### Extrait choisi
*-*-*
Inclus : 56 questions/réponses, 4 fiches explicatives complètes et 2 modèles de lettres.

Les critères retenus par la Cour pour assimiler un salarié au chef d'entreprise

Une délégation écrite signée

Pour appuyer sa décision, la Cour retient que non seulement les deux subdélégations écrites de pouvoirs de l'employeur par le supérieur hiérarchique du salarié n'étaient pas signées et que rien n'établissait que ce dernier avait été informé de leur existence et de leur contenu. 

 À lire : La délégation de pouvoir en entreprise : les points essentiels

Un statut de cadre dirigeant

Au regard de la décision, pour être assimilé à l'employeur, il aurait fallu, selon la Cour, que ledit salarié : 

  • soit décisionnaire du recrutement des candidats ;
  • soit décisionnaire des prolongations de contrats, des promotions ou augmentations ;
  • ait le pouvoir de décider de la rupture des contrats de travail ;
  • soit en capacité de décider en autonomie des changements qui lui paraissaient appropriés en termes d'organisation du service d'activités placé sous sa responsabilité ;
  • et dispose d'un pouvoir disciplinaire autonome à l'égard des salariés sous sa responsabilité : il aurait dû représenter l'employeur à cet effet.
*-*-*
### Travail demandé
**a.** Recopiez fidèlement le passage du texte sur l'assimilation d'un salarié au chef d'entreprise qui commence par « Au regard de » et se poursuit jusqu'à « à cet effet. ».
**b.** Rédigez la suite du texte sur l'assimilation d'un salarié au chef d'entreprise, en reprenant juste après sa dernière phrase.

Enregistrements avec cadres de délimitation
*-*-*
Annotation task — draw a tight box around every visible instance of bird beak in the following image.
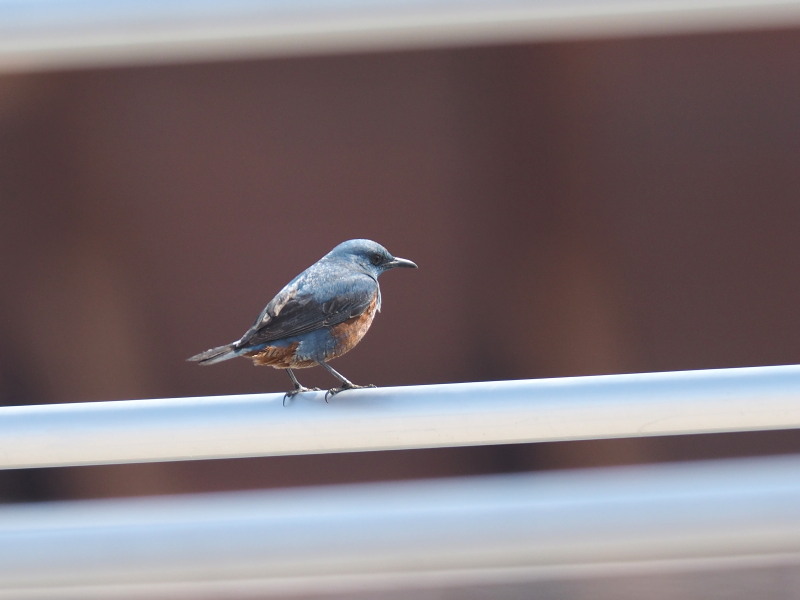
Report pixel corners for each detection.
[384,256,417,269]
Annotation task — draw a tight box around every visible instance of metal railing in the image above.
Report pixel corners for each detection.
[0,0,800,72]
[0,366,800,469]
[0,366,800,598]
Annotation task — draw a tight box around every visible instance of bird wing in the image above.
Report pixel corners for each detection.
[236,271,378,348]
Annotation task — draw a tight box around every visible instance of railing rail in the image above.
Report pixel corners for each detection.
[0,457,800,600]
[0,366,800,469]
[0,0,800,72]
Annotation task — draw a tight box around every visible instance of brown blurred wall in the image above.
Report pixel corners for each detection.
[0,30,800,499]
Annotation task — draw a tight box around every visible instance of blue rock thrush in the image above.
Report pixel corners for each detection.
[189,240,417,400]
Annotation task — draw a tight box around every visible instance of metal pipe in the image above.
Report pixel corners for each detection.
[0,366,800,469]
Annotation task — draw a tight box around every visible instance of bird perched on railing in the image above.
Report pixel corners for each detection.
[188,240,417,400]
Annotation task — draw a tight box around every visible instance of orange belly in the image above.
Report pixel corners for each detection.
[326,295,378,360]
[245,295,378,369]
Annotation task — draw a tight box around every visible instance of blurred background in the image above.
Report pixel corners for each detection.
[0,3,800,510]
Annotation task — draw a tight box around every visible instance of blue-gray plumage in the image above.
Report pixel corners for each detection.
[189,240,417,398]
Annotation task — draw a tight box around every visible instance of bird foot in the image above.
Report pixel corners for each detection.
[283,385,322,406]
[325,383,375,402]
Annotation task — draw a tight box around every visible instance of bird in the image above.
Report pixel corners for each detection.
[187,239,417,404]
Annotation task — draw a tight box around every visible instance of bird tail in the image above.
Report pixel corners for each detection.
[186,344,239,365]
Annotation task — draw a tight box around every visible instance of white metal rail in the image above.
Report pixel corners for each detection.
[0,366,800,468]
[0,457,800,600]
[0,0,800,71]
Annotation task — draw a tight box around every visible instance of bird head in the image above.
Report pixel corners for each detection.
[325,240,417,278]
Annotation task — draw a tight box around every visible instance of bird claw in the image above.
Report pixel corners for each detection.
[283,385,322,406]
[325,383,375,402]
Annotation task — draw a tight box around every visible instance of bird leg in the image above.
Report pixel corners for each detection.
[283,369,321,406]
[319,363,375,402]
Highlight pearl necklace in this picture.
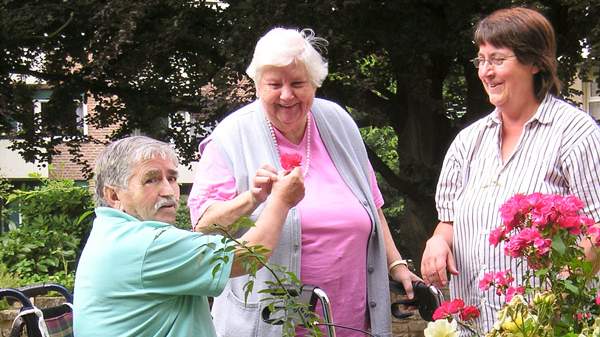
[265,112,311,178]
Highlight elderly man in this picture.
[74,137,304,337]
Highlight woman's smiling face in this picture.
[256,62,316,137]
[478,43,539,109]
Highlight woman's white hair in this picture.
[94,136,179,206]
[246,27,328,88]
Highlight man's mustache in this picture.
[154,197,177,211]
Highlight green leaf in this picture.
[552,235,567,255]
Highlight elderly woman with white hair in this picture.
[188,28,418,337]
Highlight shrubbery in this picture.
[0,179,93,289]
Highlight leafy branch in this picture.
[206,217,323,336]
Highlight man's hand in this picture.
[271,167,304,208]
[421,235,458,287]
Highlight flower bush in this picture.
[425,193,600,337]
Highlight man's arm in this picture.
[421,221,458,287]
[194,165,277,234]
[377,208,419,298]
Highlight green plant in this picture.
[0,179,93,288]
[211,217,322,336]
[0,262,22,310]
[0,176,14,233]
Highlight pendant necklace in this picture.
[265,112,311,178]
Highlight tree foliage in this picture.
[0,0,600,266]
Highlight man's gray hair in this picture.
[94,136,179,206]
[246,27,328,88]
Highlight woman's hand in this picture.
[390,265,422,299]
[272,167,304,208]
[250,164,277,208]
[421,234,458,287]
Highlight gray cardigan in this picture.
[205,98,391,337]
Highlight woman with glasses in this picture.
[421,8,600,335]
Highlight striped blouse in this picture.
[436,95,600,336]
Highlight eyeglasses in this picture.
[471,55,516,69]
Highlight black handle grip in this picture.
[390,280,444,322]
[0,288,33,308]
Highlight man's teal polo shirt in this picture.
[74,207,233,337]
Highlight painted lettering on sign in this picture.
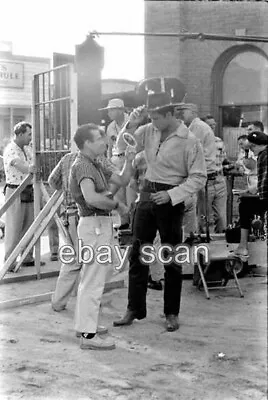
[0,60,23,88]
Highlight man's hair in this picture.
[155,106,175,117]
[249,121,264,132]
[204,114,215,121]
[237,135,248,141]
[14,121,32,135]
[74,124,99,150]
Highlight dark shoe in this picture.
[118,224,129,231]
[75,325,108,337]
[80,335,115,350]
[21,260,46,267]
[113,310,142,326]
[50,253,59,261]
[51,304,66,312]
[147,279,163,290]
[166,314,179,332]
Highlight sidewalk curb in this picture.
[0,279,124,311]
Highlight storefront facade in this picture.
[0,43,50,146]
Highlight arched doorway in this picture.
[212,45,268,158]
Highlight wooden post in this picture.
[226,174,234,226]
[15,195,63,272]
[0,192,63,279]
[75,35,104,125]
[32,75,41,279]
[41,182,72,243]
[0,174,32,218]
[70,65,78,152]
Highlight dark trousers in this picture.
[239,196,268,229]
[128,185,184,319]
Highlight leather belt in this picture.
[114,153,125,157]
[80,211,112,218]
[207,172,219,181]
[141,179,178,193]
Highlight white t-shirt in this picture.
[3,141,33,185]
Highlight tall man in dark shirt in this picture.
[235,131,268,261]
[114,92,207,332]
[70,124,134,350]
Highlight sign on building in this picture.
[0,60,24,88]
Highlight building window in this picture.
[221,51,268,129]
[222,51,268,104]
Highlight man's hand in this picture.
[28,164,37,174]
[116,201,129,216]
[125,146,136,162]
[243,158,257,170]
[128,106,147,128]
[151,190,170,205]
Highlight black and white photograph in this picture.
[0,0,268,400]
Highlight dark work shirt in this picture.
[70,153,112,217]
[257,146,268,201]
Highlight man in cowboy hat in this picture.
[114,92,206,332]
[100,99,133,229]
[235,131,268,261]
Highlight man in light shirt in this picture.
[236,135,258,194]
[114,92,206,332]
[180,103,227,233]
[100,99,133,229]
[3,121,44,272]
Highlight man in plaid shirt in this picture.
[235,131,268,262]
[48,153,125,311]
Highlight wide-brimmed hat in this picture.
[176,103,198,113]
[146,92,178,111]
[99,99,125,110]
[247,131,268,146]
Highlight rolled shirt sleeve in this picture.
[167,140,207,206]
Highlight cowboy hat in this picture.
[146,92,178,112]
[174,103,198,113]
[99,99,125,110]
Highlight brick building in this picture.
[144,1,268,156]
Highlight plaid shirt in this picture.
[48,153,77,209]
[215,136,227,173]
[258,146,268,201]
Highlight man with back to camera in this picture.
[100,99,134,229]
[235,131,268,262]
[236,121,264,194]
[70,124,134,350]
[114,92,206,332]
[180,103,227,233]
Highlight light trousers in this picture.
[75,216,114,333]
[52,215,79,309]
[197,175,227,233]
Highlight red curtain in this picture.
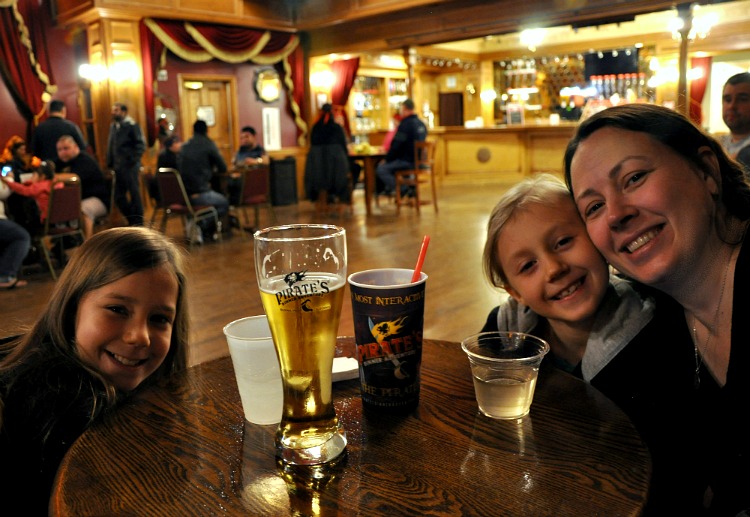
[139,20,164,151]
[689,57,711,126]
[331,57,359,139]
[0,1,57,139]
[141,18,307,145]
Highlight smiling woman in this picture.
[255,67,281,103]
[565,104,750,515]
[0,227,187,515]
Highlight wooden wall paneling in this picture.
[445,131,524,175]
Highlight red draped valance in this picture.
[0,0,57,138]
[140,18,307,145]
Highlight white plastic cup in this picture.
[224,316,284,425]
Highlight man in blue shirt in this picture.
[375,99,427,193]
[234,126,268,167]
*-*-*
### Réponses par tâche
**a.**
Au regard de la décision, pour être assimilé à l'employeur, il aurait fallu, selon la Cour, que ledit salarié : 

  • soit décisionnaire du recrutement des candidats ;
  • soit décisionnaire des prolongations de contrats, des promotions ou augmentations ;
  • ait le pouvoir de décider de la rupture des contrats de travail ;
  • soit en capacité de décider en autonomie des changements qui lui paraissaient appropriés en termes d'organisation du service d'activités placé sous sa responsabilité ;
  • et dispose d'un pouvoir disciplinaire autonome à l'égard des salariés sous sa responsabilité : il aurait dû représenter l'employeur à cet effet.

**b.**
La Cour retient que la participation du salarié au comité de direction, si elle démontre un rôle important dans l'organigramme de la société, n'est pas corroborée par un statut de cadre dirigeant et qu'il n'est pas placé, dans l'organigramme, à la hauteur des directeurs adjoints qui participent au comité exécutif qui prend les décisions stratégiques de la société.

À retenir : la Cour admet ainsi que "la capacité du salarié de représenter la société auprès des partenaires commerciaux n'a aucune incidence sur celle de représenter l'employeur auprès des salariés et qu'il ne ressort d'aucun élément que le salarié [avait] représenté l'employeur devant les institutions représentatives du personnel".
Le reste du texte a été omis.